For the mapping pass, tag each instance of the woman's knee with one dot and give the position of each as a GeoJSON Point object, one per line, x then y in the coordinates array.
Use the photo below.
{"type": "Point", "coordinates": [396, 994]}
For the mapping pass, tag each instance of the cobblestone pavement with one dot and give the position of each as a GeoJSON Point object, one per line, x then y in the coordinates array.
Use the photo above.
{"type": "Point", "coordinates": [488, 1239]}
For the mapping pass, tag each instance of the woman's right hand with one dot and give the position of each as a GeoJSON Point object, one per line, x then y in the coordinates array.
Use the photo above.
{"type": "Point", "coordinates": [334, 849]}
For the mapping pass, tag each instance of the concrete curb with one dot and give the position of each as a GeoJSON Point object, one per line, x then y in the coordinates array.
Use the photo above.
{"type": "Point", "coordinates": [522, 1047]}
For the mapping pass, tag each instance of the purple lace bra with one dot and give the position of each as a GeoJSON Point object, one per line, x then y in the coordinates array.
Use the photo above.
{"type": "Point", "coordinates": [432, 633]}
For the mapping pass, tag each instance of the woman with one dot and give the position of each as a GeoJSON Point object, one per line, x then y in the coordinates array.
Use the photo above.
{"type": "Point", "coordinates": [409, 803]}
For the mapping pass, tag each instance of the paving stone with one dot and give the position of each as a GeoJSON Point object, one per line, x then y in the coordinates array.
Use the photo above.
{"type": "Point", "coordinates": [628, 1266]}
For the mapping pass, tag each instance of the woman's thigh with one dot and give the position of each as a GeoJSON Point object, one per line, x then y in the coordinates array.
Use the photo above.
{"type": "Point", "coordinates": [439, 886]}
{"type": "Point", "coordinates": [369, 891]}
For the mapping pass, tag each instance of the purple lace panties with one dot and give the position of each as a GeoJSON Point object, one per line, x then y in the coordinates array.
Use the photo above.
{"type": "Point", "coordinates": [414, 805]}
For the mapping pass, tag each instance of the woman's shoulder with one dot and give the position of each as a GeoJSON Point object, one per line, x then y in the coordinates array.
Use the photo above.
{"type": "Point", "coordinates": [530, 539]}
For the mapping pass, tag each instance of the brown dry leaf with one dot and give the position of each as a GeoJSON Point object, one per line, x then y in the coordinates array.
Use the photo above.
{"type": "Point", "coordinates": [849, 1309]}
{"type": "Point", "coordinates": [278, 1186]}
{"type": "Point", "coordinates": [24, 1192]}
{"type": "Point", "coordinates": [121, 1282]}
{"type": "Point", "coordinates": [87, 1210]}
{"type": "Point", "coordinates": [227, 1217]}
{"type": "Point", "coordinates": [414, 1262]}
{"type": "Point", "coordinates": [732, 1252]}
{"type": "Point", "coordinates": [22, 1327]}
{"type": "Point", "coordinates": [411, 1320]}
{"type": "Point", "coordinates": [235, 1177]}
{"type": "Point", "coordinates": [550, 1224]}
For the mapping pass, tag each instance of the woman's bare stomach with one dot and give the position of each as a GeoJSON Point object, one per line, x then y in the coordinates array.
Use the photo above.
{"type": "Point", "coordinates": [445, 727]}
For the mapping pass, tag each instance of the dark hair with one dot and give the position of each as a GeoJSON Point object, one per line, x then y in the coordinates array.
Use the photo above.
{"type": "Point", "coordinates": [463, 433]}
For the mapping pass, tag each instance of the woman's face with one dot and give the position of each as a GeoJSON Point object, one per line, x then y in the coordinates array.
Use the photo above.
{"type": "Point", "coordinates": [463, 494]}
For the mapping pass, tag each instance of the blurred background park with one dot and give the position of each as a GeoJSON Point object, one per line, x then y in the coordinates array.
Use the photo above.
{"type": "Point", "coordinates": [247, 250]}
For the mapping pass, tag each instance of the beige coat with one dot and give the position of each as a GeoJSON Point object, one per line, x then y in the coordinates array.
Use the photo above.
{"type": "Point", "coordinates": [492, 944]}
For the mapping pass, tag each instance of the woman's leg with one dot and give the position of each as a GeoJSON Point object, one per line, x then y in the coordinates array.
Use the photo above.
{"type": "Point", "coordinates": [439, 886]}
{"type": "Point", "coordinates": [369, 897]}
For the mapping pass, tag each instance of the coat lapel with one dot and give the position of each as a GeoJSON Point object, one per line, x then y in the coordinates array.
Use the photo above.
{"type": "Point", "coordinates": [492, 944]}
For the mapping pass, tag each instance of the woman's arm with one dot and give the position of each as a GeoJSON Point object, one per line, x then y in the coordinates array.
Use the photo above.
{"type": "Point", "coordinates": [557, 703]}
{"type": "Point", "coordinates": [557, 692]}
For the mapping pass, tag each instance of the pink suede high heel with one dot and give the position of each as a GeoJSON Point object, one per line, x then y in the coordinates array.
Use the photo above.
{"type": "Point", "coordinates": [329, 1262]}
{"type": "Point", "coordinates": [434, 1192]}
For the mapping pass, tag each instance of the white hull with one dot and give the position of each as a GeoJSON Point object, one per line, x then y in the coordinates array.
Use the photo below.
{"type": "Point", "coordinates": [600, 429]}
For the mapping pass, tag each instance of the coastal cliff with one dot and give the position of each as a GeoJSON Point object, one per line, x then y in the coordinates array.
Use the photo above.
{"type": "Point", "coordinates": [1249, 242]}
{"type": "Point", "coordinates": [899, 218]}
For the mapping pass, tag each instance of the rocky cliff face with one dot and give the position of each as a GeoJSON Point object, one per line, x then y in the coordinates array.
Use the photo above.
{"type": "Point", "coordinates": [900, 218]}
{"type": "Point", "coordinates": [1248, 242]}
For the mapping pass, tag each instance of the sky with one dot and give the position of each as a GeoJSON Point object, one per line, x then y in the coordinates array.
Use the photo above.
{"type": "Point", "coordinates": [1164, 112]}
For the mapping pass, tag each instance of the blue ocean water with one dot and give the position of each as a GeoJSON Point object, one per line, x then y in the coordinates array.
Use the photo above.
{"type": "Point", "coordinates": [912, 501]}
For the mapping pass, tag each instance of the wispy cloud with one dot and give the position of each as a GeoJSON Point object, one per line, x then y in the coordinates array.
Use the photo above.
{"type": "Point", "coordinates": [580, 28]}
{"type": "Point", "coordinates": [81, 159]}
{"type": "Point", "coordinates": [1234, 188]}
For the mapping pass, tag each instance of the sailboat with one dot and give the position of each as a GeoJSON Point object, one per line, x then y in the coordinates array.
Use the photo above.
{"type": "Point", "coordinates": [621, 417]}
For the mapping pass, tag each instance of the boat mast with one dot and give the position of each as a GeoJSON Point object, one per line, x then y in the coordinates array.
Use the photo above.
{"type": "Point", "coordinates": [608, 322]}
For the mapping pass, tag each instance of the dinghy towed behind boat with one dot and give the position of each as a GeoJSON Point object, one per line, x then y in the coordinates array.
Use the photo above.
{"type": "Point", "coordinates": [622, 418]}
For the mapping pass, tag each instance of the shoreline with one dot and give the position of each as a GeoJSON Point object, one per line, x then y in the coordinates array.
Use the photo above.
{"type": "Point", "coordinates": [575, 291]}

▶ WHAT NEEDS TO BE DONE:
Update the items above by replacing "mapping pass" with "review pass" and keeping everything else the same.

▶ RESPONSE BELOW:
For the review pass, tag each instance of the woman's knee with one dot and give the position of each as a GeoJSON Point object, one per line, x then y in the coordinates array.
Use the photo below.
{"type": "Point", "coordinates": [396, 994]}
For the review pass, tag each instance of the cobblestone pavement with one dot and give the position of each as a GeoJSON Point object, one per line, x then y in the coordinates array.
Use the photo above.
{"type": "Point", "coordinates": [488, 1239]}
For the review pass, tag each instance of the woman's right hand with one dot and give the position of each as a GeoJSON Point object, one per line, x then y in the coordinates array.
Use the photo above.
{"type": "Point", "coordinates": [334, 849]}
For the review pass, tag each instance of the concrete curb with one dot and give the position of each as a GeoJSON Point object, one per line, x then y in the coordinates array.
Use the photo above.
{"type": "Point", "coordinates": [522, 1047]}
For the review pass, tag each instance of the purple lace bra with one dot and give the position of each as a GeoJSON Point object, one per line, x then y in the coordinates array.
Use the photo above.
{"type": "Point", "coordinates": [432, 633]}
For the review pass, tag each instance of the woman with one dot and give the position of each as a GeoJSON Point object, one per line, x then y in the coordinates array.
Use the photo above.
{"type": "Point", "coordinates": [409, 803]}
For the review pass, tag each instance of the paving stone with one dot and give the position of each as a GeoJSON Point object, one per line, x then y in the coordinates array.
Use the photo above.
{"type": "Point", "coordinates": [628, 1266]}
For the review pass, tag each instance of the woman's thigh with one dot and give the position of each as a GeoJSON Point object, one per line, x then y in the coordinates array.
Use the photo above.
{"type": "Point", "coordinates": [439, 886]}
{"type": "Point", "coordinates": [369, 891]}
For the review pass, tag each instance of the purple lace panties with one dot and give the position of each as a GeoJSON Point object, one per line, x then y in the coordinates array.
Use the photo above.
{"type": "Point", "coordinates": [414, 805]}
For the review pass, tag each instance of the woman's shoulder with one dot and give the position of each as a GeoJSON Point object, one per line, x then y in the coordinates array.
Use the photo above.
{"type": "Point", "coordinates": [530, 539]}
For the review pass, tag each instance of the brown dry leaf with one dot and give the position of each as a GeoJSON Point object, one per line, x then y in the coordinates array.
Use the photo above.
{"type": "Point", "coordinates": [849, 1309]}
{"type": "Point", "coordinates": [278, 1186]}
{"type": "Point", "coordinates": [24, 1192]}
{"type": "Point", "coordinates": [121, 1282]}
{"type": "Point", "coordinates": [87, 1210]}
{"type": "Point", "coordinates": [227, 1217]}
{"type": "Point", "coordinates": [414, 1262]}
{"type": "Point", "coordinates": [732, 1252]}
{"type": "Point", "coordinates": [22, 1327]}
{"type": "Point", "coordinates": [411, 1320]}
{"type": "Point", "coordinates": [235, 1177]}
{"type": "Point", "coordinates": [550, 1224]}
For the review pass, tag each instance of the woman's bare stomach with one dot and give the position of each as a GeoJSON Point object, one per line, x then y in the coordinates array.
Use the photo above.
{"type": "Point", "coordinates": [445, 727]}
For the review pass, tag each instance of the dark hair with one dot and give the position of each as a GeoJSON Point object, one per line, x then y in the coordinates array.
Use the photo above.
{"type": "Point", "coordinates": [463, 433]}
For the review pass, tag each instance of the woman's face with one dot and give the position of each as a GeoJSON Point object, one per line, x then y in the coordinates array.
Use the photo above.
{"type": "Point", "coordinates": [463, 494]}
For the review pass, tag each instance of the blurred background park with one dot and give the position of each as a GeoJSON Point object, one per line, x then y in the coordinates array.
Use the photo above.
{"type": "Point", "coordinates": [247, 250]}
For the review pass, tag each instance of the beige coat with one dot and give the position of each as a GeoJSON Point object, one per line, x then y in the coordinates array.
Use the photo above.
{"type": "Point", "coordinates": [492, 944]}
For the review pass, tag each instance of the woman's leg with one dot and give the position of each as a GeoJSON Point object, one per line, x then y in the coordinates array.
Use the photo above.
{"type": "Point", "coordinates": [439, 886]}
{"type": "Point", "coordinates": [369, 897]}
For the review pass, tag each instance of the coat lapel with one dot and give the position of each as a GeoJSON Point object, one per line, x then y in the coordinates array.
Use the photo above.
{"type": "Point", "coordinates": [492, 944]}
For the review pass, tag each instance of the woman's arm with one dot and give the position of each as a GeoJSON Point object, one per line, x then y in the coordinates array.
Use the photo above.
{"type": "Point", "coordinates": [557, 703]}
{"type": "Point", "coordinates": [557, 692]}
For the review pass, tag each instance of the pink suede high heel with one dot and give the position of each as a GeoJSON Point object, one per line, x then y in the coordinates array.
Use the photo above.
{"type": "Point", "coordinates": [329, 1262]}
{"type": "Point", "coordinates": [434, 1192]}
For the review pass, tag each instance of the white hull with one dot and give the position of each as a GeoJSON Point object, one per line, x then y in the coordinates array.
Use the photo below.
{"type": "Point", "coordinates": [600, 429]}
For the review pass, tag each instance of the coastal cliff with one dot and give the position of each as a GeoJSON Point object, one per line, x then y in the coordinates array.
Use the photo above.
{"type": "Point", "coordinates": [1249, 242]}
{"type": "Point", "coordinates": [899, 218]}
For the review pass, tag each instance of the rocky cliff face with one dot and give the position of each as a GeoJSON Point object, one per line, x then y in the coordinates array.
Use the photo above.
{"type": "Point", "coordinates": [900, 218]}
{"type": "Point", "coordinates": [1248, 242]}
For the review pass, tag each instance of the sky with one dot and give the position of each as a GeoJSON Point object, one per line, x then y in the coordinates array.
Use the photo above.
{"type": "Point", "coordinates": [1164, 112]}
For the review pass, tag each instance of the blue ocean water with one dot and give the position of each as a GeoJSON Point object, one per line, x then y in the coordinates array.
Use the photo above.
{"type": "Point", "coordinates": [912, 501]}
For the review pass, tag each instance of the wispy cloud with one dot and give the position of each as a GeoJSON Point object, one per line, x then y in the coordinates array.
Use the photo above.
{"type": "Point", "coordinates": [580, 28]}
{"type": "Point", "coordinates": [81, 159]}
{"type": "Point", "coordinates": [1234, 188]}
For the review pass, tag each instance of the sailboat with one dot and give the position of each as a GeoJSON Point object, one per line, x then y in the coordinates array.
Use the photo above.
{"type": "Point", "coordinates": [621, 417]}
For the review pass, tag each instance of the boat mast with one dot and give the position of each as a GeoJSON Point object, one per line, x then y in the coordinates array.
Use the photo above.
{"type": "Point", "coordinates": [608, 322]}
For the review pass, tag each instance of the dinghy towed behind boat with one dot and give the position of each as a GeoJSON Point object, one per line, x then y in the coordinates array.
Use the photo above.
{"type": "Point", "coordinates": [622, 418]}
For the review pass, tag each instance of the shoreline with one dot and give the position of each as a GeoJSON Point object, one per line, x then y in the coordinates array.
Use the photo above.
{"type": "Point", "coordinates": [575, 291]}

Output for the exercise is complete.